Here we have illustrated that enzymes can be easily converted to biosensors, representing a largely untapped resources for biosensor design and creation. In the development of cpEGFP-based biosensors, the selection of the appropriate LBD for substrate coupling conformational change is followed by the selection of an appropriate cpEGFP insertion site and optimization of the cpEGFP linker to enhance biosensor performance. Among these steps, selecting a suitable cpEGFP insertion site is the most critical for cpEGFP-based biosensor construction. Without the aid of crystal structure to clarify conformational changes, finding a suitable cpEGFP insertion site can be challenging, necessitating the construction of numerous mutants. However, with GECFINDER, homology modeling can be used to locate the positions of Hinge A and B, thus limiting the insertion site of cpEGFP to a narrow range, simplifying the construction of cpEGFP-based biosensors. GECFINDER takes advantage of the ligand-binding-induced domain motion of ANL superfamily enzymes and carboxylic acid reductase and inserts cpEGFP into the flexible hinge between domains to generate small-molecule biosensors. We expect that the biosensor construction method developed in this study will be directly applied to other enzymes with large-scale ligand-coupled domain movements to generate biosensors. In the Protein Structural Change Database55, there are nearly 50 representative enzymes with hinge-mediated ligand-coupled domain motions, all of which are highly promising targets to be converted into biosensors. Moreover, a broad range of enzymes with allosteric effects56 may also serve as biosensor LBDs when properly fused with cpFP. In particular, some enzymes that follow the open–close mechanism, such as kinases57, transferases58, oxidoreductases59, and lyases60, have the great potential to be coupled with cpFP to generate cpFP-based biosensors for a variety of compounds.

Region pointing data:
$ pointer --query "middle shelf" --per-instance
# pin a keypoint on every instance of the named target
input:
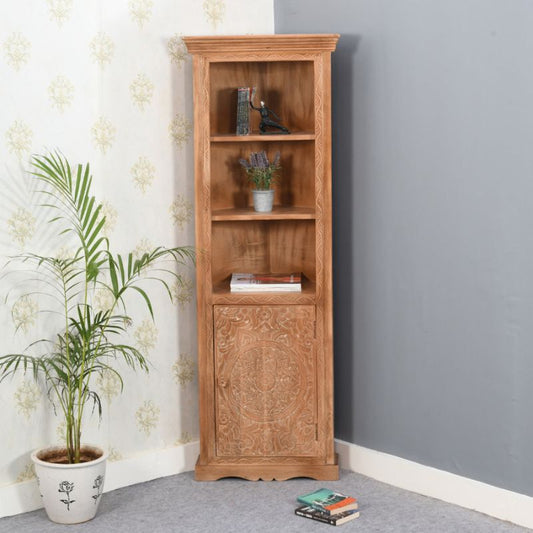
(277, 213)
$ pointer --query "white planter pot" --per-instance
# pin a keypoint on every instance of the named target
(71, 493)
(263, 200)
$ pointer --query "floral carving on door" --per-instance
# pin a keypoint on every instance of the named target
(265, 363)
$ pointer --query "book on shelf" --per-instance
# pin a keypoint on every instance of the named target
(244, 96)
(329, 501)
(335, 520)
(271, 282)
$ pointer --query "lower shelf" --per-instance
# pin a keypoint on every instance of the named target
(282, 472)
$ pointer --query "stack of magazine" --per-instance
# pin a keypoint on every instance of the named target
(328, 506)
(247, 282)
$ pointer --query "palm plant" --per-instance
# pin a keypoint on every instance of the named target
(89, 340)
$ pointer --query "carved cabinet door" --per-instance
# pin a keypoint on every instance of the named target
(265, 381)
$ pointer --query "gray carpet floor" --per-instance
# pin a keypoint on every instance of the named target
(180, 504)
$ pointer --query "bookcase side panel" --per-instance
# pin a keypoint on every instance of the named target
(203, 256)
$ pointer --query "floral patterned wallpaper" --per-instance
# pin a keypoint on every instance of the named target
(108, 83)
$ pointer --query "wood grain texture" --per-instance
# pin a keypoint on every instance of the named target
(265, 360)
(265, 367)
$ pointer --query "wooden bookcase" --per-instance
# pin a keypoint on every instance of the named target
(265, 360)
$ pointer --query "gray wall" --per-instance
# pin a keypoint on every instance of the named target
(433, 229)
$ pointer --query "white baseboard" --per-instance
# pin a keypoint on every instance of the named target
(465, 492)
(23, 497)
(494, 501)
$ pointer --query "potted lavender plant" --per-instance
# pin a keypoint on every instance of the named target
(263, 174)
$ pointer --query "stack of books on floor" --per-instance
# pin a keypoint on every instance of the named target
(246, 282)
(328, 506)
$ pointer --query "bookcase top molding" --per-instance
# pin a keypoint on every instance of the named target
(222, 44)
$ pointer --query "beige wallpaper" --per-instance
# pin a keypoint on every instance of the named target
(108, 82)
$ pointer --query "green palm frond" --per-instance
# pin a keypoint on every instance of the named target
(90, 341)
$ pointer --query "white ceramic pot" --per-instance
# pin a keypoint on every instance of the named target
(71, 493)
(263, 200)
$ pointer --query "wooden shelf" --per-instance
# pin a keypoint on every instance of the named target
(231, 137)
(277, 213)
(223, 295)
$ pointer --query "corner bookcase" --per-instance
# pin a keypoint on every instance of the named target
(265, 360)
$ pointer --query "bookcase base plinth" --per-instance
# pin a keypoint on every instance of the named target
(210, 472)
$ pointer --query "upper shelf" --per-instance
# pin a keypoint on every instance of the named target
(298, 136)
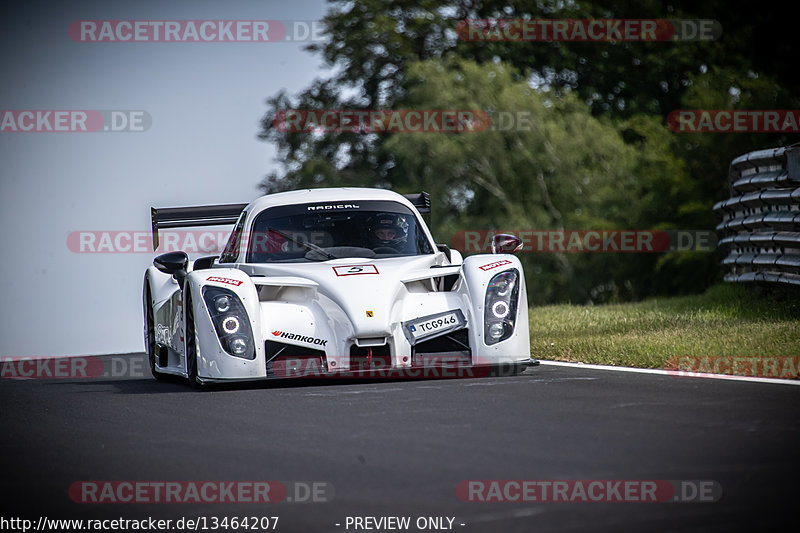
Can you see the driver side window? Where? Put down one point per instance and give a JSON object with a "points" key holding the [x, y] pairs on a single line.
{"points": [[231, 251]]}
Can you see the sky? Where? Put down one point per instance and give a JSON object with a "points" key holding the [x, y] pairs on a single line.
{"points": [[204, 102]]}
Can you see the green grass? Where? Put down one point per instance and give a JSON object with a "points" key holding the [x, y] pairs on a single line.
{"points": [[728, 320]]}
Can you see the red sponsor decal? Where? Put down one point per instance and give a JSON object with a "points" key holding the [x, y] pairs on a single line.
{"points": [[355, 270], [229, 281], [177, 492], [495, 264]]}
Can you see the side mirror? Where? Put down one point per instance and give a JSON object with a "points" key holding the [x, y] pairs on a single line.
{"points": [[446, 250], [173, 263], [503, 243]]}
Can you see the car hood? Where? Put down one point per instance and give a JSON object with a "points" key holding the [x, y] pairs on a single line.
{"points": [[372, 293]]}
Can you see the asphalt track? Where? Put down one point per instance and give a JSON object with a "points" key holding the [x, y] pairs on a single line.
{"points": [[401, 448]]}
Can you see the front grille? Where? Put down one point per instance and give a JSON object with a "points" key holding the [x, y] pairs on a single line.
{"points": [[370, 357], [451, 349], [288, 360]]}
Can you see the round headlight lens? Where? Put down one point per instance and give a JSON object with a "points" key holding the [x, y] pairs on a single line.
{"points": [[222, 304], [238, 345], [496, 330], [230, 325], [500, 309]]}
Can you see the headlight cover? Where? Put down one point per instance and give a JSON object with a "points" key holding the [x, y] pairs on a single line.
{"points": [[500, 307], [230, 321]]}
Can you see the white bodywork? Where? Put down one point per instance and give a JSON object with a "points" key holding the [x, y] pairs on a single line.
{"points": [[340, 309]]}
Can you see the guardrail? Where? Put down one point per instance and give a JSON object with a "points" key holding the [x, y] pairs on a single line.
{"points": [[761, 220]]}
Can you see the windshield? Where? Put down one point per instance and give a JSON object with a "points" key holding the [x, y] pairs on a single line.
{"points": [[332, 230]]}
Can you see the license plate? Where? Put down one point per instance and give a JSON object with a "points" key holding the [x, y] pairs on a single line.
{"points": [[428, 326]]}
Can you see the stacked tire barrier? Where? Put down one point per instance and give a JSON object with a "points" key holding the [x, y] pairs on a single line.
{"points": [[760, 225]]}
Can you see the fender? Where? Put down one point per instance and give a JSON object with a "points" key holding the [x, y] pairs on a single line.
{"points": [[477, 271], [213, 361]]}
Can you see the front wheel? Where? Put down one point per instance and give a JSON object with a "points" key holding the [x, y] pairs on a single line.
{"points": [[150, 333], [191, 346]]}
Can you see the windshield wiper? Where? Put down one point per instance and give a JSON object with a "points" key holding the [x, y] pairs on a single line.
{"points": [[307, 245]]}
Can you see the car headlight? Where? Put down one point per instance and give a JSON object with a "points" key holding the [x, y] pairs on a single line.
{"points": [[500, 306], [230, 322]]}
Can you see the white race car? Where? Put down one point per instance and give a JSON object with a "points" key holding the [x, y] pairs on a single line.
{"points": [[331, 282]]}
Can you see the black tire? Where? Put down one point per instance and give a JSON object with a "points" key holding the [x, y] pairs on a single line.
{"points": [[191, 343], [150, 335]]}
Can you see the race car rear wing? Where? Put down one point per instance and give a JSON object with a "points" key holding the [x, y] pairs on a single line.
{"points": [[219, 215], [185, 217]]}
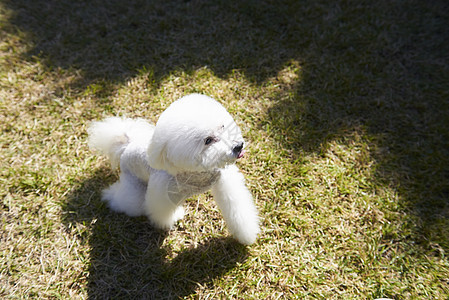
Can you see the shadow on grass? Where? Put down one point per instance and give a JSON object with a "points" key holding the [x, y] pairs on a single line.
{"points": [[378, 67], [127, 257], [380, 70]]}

PROBLEMS TO WORK ON:
a) According to the passage on enzyme-based biosensors, which step is the most critical for constructing cpEGFP-based biosensors?
b) Write the next part of the passage on enzyme-based biosensors, picking up after its final sentence.

WRITTEN ANSWERS:
a) Selecting a suitable cpEGFP insertion site.

b)
Methods

Ethical statement

This study involves human participants and was approved by the Ethics Committee of Tianjin Institute of Industrial Biotechnology, Chinese Academy of Sciences (TIB202306-002). Informed written consent was obtained from all human blood sample donors, and their participation in the study was voluntary.

Strains and culture conditions

Strains used in this study are listed in Supplementary Data 3. E. coli DH5α was used for plasmid construction and was cultivated in LB medium at 37 °C. E. coli BL21 (DE3) or BAPI was used for protein expression in LB medium at 37 °C or 16 °C, supplemented with 0.4 mM of isopropyl β-d-thiogalactoside (IPTG) as inducer when needed. C. glutamicum ATCC 13032 was cultured in LBHIS or CGX II medium at 30 °C or 37 °C. When necessary, kanamycin (Km) was added in the final concentration of 25 μg/mL.

General plasmid construction

Plasmids used in this study are listed in Supplementary Data 3. Primers used for cloning are listed in Supplementary Data 4. The corresponding DNA fragments were amplified by PCR (Q5 high-fidelity DNA polymerase, NEB), and the plasmids were constructed by homologous recombination using the ClonExpress® II One Step Cloning Kit (Vazyme, Nanjing, China) according to the manufacture protocols.

Construction of GECFINDER mutant libraries

The sources of all utilized LBDs are listed in Supplementary Data 4. To construct the GECFINDER mutant library, the cpEGFP with random two-amino-acid linkers at both ends was integrated into hinge A or hinge B of LBD. Initially, the LBD fragment was amplified via PCR from the template (Supplementary Data 4), and subsequently, the purified PCR product was cloned into pET28a (+) by homologous recombination method to generate the pET28a_LBD plasmid. Once the insertion site was confirmed, PCR was conducted with pET28a_LBD as the template, and the primer pair was segmented into three parts: 20-bp cpEGFP homology arm, 6-bp degenerate sequences, and 20-bp binding region. The purified fragment was merged with cpEGFP by homologous recombination. After ligation, the product was digested with Dpn I enzyme and then transformed into E. coli BAPI.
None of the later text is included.